[Saved entries]
***

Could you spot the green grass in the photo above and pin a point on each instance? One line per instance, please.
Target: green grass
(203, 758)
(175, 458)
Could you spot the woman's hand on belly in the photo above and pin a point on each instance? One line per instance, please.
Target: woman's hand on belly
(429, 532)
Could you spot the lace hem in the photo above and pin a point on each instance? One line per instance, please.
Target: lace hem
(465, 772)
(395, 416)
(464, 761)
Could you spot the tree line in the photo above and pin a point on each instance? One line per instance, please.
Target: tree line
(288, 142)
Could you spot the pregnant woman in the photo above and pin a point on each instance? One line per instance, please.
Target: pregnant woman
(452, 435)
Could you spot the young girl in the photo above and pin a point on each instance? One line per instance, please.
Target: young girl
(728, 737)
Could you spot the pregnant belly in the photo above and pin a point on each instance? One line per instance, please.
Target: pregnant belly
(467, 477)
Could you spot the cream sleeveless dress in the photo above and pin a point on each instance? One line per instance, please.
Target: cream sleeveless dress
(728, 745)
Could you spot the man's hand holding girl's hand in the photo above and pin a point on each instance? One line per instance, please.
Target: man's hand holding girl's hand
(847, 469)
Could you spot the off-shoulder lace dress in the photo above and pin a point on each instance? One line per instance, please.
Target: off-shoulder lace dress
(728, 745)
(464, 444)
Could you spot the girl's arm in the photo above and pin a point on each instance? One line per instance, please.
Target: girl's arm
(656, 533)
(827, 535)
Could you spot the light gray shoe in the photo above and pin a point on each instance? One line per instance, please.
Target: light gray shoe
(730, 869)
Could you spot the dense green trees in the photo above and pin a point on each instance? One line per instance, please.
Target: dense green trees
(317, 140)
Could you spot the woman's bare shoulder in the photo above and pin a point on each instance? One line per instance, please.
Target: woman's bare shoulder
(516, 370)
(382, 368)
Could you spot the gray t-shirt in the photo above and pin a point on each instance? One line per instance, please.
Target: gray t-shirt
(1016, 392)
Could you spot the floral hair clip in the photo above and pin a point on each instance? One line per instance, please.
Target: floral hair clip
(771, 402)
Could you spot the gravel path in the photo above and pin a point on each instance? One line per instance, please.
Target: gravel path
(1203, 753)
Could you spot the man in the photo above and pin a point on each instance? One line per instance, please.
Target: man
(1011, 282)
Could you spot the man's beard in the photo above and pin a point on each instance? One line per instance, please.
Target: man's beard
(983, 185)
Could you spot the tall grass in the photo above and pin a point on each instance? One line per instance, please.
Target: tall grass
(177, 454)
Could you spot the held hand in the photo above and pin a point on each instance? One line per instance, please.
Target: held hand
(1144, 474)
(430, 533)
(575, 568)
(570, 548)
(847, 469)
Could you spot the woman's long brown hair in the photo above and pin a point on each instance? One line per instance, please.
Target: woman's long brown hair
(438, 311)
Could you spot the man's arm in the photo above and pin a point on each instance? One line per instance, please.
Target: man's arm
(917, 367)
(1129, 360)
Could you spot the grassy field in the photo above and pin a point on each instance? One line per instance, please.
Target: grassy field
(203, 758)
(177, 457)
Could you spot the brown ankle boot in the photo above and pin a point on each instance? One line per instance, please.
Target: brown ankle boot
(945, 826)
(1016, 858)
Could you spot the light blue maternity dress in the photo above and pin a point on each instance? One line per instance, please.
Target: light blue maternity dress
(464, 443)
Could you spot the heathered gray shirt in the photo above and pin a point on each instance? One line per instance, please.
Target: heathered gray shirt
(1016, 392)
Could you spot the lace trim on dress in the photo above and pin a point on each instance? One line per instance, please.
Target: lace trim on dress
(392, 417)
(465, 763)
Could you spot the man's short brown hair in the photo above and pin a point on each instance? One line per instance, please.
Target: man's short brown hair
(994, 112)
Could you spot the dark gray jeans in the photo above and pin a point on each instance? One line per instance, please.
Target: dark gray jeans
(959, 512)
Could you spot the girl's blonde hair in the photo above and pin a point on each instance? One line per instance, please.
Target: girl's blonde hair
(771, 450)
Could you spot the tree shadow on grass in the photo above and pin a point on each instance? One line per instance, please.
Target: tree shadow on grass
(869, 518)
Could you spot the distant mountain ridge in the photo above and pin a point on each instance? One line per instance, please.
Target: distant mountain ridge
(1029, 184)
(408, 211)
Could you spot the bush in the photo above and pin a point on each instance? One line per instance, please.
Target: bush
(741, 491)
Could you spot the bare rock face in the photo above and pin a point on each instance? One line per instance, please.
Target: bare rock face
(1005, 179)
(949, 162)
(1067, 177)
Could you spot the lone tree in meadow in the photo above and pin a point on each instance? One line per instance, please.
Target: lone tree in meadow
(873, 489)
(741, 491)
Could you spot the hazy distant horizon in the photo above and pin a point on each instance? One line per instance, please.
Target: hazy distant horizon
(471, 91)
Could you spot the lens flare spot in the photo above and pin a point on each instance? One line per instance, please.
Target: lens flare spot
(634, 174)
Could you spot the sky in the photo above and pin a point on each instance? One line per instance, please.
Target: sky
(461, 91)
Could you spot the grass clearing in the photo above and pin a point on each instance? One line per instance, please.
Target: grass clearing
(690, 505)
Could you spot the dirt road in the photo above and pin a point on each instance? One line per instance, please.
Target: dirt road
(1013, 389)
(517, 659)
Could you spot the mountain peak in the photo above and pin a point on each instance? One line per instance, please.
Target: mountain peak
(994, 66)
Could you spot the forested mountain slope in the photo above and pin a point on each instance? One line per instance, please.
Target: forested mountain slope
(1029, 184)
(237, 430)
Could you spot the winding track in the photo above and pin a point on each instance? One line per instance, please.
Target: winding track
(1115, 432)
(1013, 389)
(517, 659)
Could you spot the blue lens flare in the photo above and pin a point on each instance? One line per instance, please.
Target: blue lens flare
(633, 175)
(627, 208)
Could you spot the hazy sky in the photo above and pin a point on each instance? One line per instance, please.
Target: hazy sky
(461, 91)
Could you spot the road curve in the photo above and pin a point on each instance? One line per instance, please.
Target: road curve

***

▸ ASSIGNMENT
Set down the data once more, exactly as shown above.

▸ EXPECTED OUTPUT
Could you spot the green grass in the photo above and pin a point on each instance? One line per instance, please.
Target: green grass
(203, 758)
(175, 458)
Could you spot the woman's hand on belly in the photo above and pin a point on each instance? One line per instance, please.
Target: woman's hand on belly
(429, 532)
Could you spot the lace hem in the photo above and pin a point on each instance? One line per instance, please.
Target: lace hem
(465, 772)
(395, 416)
(464, 761)
Could you spot the tree line in the photo above and pin a point on each instance? One line per instance, please.
Target: tree line
(288, 142)
Could you spot the pregnant woman in the photo above and pin a point on each instance? One line per instance, please.
Target: pregnant woman
(452, 435)
Could you spot the young girl in the photo above and pin a point on each instance? One line per instance, please.
Target: young girl
(728, 737)
Could you spot the pregnant belly in the photo above and pin a point on each instance? One line per instance, please.
Target: pregnant belly
(467, 477)
Could you spot the cream sleeveless dress in the photo above and pin a point on each instance? One line per instance, please.
Target: cream sleeveless dress
(728, 745)
Could you spot the man's hand holding girl's hand in the photo above and pin a point on each instance? One line per instance, please.
Target: man's hand holding girl's hand
(847, 469)
Could you spot the off-shoulder lace dress in the photo above and pin a point on each instance? One line per instance, please.
Target: off-shoulder lace dress
(728, 745)
(464, 444)
Could you spot the girl's arm in the photo above and pin a point on each instance? One line per instance, please.
Target: girl's arm
(656, 533)
(827, 535)
Could you spot the light gray shoe in the photo above and pin a point on each instance? One line per instance, please.
Target: light gray shoe
(730, 869)
Could you spot the dense green trees in the photo above and pin a point on each instance? One line per instance, please.
Target: dense green trees
(317, 140)
Could you spot the woman's bare shoulder in the photo above and pin a point on each instance? One line per instance, please.
Target: woman's bare shoulder
(516, 370)
(382, 368)
Could you spot the gray t-shirt in the photo above and pin a point on each instance? One line per instance, please.
Target: gray t-shirt
(1016, 392)
Could you spot the floral hair clip in the photo above and pin a point on each instance? One line per instance, please.
Target: floral hair clip
(771, 402)
Could you spot the gravel path in the photo above and pin a point on each instance? One line per instance, please.
Target: gravel path
(1203, 753)
Could you spot the man in the photo above and pin a point on each instance? One line per instance, please.
Target: man
(1011, 282)
Could you spot the man's beard in the photo above and pin a point on each instance? One line per instance, please.
Target: man's beard
(983, 185)
Could you spot the tall grass in the photo above and pin a point on each instance? One line per instance, please.
Target: tall grass
(177, 454)
Could you spot the held hand in the photo above and pin a point on each instance? One line per instance, please.
Target: held hand
(1144, 474)
(430, 533)
(575, 568)
(570, 548)
(847, 469)
Could you spot the woman's long brown hair in the photo above and pin a point on each instance? One line per instance, please.
Target: woman's long brown hair
(438, 311)
Could you spot the man's arm in the photo above and pin a point on each instance? One line per instance, please.
Target: man's arm
(917, 367)
(1129, 360)
Could you spot the grassy field in the photo above and pin a point on each instance? One line per instance, please.
Target: grassy field
(203, 758)
(177, 457)
Could you spot the brown ankle boot in the photo above and pin a point on each instance? One line per instance, please.
Target: brown ankle boot
(945, 826)
(1016, 858)
Could you spot the light blue maternity dress in the photo above and pin a point on each instance? One line per instance, please.
Target: light blue maternity dress
(464, 443)
Could you spot the heathered gray shirt in the photo above and pin a point on each instance? One line per instance, please.
Target: heathered gray shirt
(1016, 392)
Could you spot the lace trim on dress in the photo above and pin a point on each instance? One line per instance, please.
Target: lace trim on dress
(392, 417)
(465, 763)
Could you spot the man's short brown hair in the photo above and pin a point on each instance? One line per instance, please.
Target: man's short brown hair
(994, 112)
Could you spot the dark gray jeans in the photo above and pin a point on each instance? One line per instance, please.
Target: dark gray jeans
(959, 512)
Could you spot the girl's blonde hair in the photo above and pin a point on each instance? One line per instance, please.
Target: girl's blonde hair
(771, 450)
Could you spot the tree shadow on grass in the photo above and pin a point on each instance? One line per instance, please.
Target: tree shadow on grass
(869, 518)
Could you spot the distant mountain ridge in the photo above and pin a point on each instance? One line per instance, please.
Target: distant mountain ridge
(1029, 184)
(408, 211)
Could you spot the bush in the photo above and pin a point on each instance? One line per instance, please.
Target: bush
(741, 491)
Could you spot the bare rock face in the photo above and pin a point on each instance? One line per instance, please.
Target: bare rock face
(1005, 179)
(949, 162)
(1067, 177)
Could you spot the lone tree in meadow in the photo above and pin a point on each instance? One line per instance, please.
Target: lone tree in meadow
(873, 489)
(741, 491)
Could you spot the hazy distant horizon in the photo above and pin a point on each instance? One line per instance, please.
Target: hazy distant horizon
(471, 91)
Could you spot the lens flare spot in the photo above and pin a point on each instance? One line per instance, please.
Target: lens flare spot
(634, 174)
Could you spot the sky in the photo above and pin a point on each instance? One line per instance, please.
Target: sky
(461, 91)
Could you spot the grass clearing in the photo above and pin a point on each instance? One line per instance, please.
Target: grass clearing
(690, 505)
Could you spot the dirt road in the photo above and pin a point on each instance? One line per instance, please.
Target: dirt road
(1013, 389)
(517, 659)
Could you spot the mountain peak in the photo above and pin a point on each instance? One line per instance, please.
Target: mountain peak
(994, 66)
Could you spot the forested mountain slope in the photo above and pin a point on each instance? One line per instance, please.
Target: forested mountain slope
(1029, 184)
(237, 430)
Could you spot the winding track in the photo above and pin a point on each instance? One line per instance, please.
Target: winding track
(1115, 432)
(1013, 389)
(517, 659)
Could you spot the blue lens flare in the photo above and pin a point on each instance? One line per instance, please.
Target: blue lens flare
(633, 175)
(627, 208)
Could you spot the hazy sky in the photo above and pin a point on each instance? One line per instance, please.
Target: hazy sky
(461, 91)
Could you spot the road curve in the photo above and pin a point on each instance? One line per instance, please.
Target: road curve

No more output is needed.